Work instruction 1:
In the Jericho hospital account below, shorten the paragraph that begins "I mused quietly to myself" or turn it into a list, keeping its main facts.
Work instruction 2:
Answer these questions from the Jericho hospital account below:
(a) Who rode with the narrator in the back of the ambulance?
(b) What did the doctor name as the place where the narrator was?
(c) Which belongings did the narrator ask about?
Work instruction 3:
Repeat the part of the Jericho hospital account below starting with "The ambulance drivers" and going on through "happened to me.".

Selected text:
I learn later my guardian on the ambulance was EMT Mahmoud Tarairah who accompanied me in the back of the bus (ambulance) to the hospital, rendering aid as needed. Mahmoud confided in me that he thought it was strange that the soldiers were insisting that I should not inform the Dutch Embassy, my escorts, that I was in hospital and why. His healthy skepticism saved me.
SOME HOURS LATER:
When I fully awoke and opened my eyes I found myself in a quiet cool place.
Pain seemed everywhere. I attempted to move my arm but the pain and IV prevented it. My vitals must have signaled the nurse’s station because a nurse quickly appeared at my bedside and soothingly reassured me, ‘You are here with us; we are Palestinian doctors.’
Groggy I asked, ‘Where am I?’
“Jericho hospital,” a doctor who joined him replied.
I mused quietly to myself that I had always wanted to visit Jericho. Until now I had been denied by the Occupation Forces for the all-encompassing ‘security reasons’. I had hoped my travel to be by car or bus rather than a gurney with a saline drip. I couldn’t help but chuckle internally at the irony. Chuckling audibly still was too painful. I then asked about my belongings: passport, phone and luggage.
The ambulance drivers were taking care of them for me I was told. Upon which I asked about the Dutch Embassy, insisting that I needed to call Wim and other Dutch friend as soon as possible, believing they had no idea what had happened to me.

Dataset excerpts:
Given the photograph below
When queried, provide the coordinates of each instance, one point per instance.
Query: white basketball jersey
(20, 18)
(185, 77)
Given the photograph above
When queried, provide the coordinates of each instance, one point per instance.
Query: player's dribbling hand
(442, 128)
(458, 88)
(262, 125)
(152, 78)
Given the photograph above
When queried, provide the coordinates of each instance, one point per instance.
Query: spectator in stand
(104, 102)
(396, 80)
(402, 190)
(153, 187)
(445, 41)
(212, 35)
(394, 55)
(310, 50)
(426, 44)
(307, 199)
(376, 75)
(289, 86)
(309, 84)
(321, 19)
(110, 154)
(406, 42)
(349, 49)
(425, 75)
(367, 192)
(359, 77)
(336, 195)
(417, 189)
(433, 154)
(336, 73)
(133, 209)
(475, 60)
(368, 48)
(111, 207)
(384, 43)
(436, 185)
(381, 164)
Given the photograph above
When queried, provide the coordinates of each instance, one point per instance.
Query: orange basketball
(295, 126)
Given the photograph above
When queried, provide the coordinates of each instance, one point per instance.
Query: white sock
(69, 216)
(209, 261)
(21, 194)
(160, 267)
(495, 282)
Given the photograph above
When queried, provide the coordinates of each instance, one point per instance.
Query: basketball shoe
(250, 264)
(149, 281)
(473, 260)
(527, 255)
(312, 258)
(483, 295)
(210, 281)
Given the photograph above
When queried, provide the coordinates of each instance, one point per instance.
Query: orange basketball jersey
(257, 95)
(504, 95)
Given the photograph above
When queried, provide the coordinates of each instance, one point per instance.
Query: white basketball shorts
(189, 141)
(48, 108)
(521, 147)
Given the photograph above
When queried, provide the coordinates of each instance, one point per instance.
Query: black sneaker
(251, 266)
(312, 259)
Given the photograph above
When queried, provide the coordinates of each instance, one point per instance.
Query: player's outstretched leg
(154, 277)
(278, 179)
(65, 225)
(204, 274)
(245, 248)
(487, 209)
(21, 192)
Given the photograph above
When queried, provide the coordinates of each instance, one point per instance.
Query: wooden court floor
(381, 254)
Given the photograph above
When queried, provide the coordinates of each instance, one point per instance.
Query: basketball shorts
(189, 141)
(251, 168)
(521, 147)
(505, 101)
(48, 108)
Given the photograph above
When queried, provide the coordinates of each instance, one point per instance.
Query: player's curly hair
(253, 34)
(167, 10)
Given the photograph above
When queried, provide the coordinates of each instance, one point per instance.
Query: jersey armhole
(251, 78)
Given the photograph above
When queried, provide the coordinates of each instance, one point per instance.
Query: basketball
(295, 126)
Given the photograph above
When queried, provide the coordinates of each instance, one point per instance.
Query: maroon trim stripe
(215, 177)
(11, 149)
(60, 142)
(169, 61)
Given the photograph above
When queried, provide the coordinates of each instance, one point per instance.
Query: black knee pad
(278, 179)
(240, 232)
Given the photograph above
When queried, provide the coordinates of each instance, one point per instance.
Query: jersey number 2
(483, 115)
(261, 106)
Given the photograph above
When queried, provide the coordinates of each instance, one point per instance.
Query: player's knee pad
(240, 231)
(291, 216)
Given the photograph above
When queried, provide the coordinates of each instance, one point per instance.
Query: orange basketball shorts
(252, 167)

Answer space 1:
- The narrator had always wanted to visit Jericho but had been refused by the Occupation Forces for "security reasons."
- The narrator had hoped to travel there by car or bus, not on a gurney with a saline drip.
- The narrator found the irony funny but could only chuckle internally, because laughing aloud hurt too much.
- The narrator then asked about their passport, phone and luggage.

Answer space 2:
(a) EMT Mahmoud Tarairah
(b) Jericho hospital
(c) The narrator's passport, phone and luggage

Answer space 3:
The ambulance drivers were taking care of them for me I was told. Upon which I asked about the Dutch Embassy, insisting that I needed to call Wim and other Dutch friend as soon as possible, believing they had no idea what had happened to me.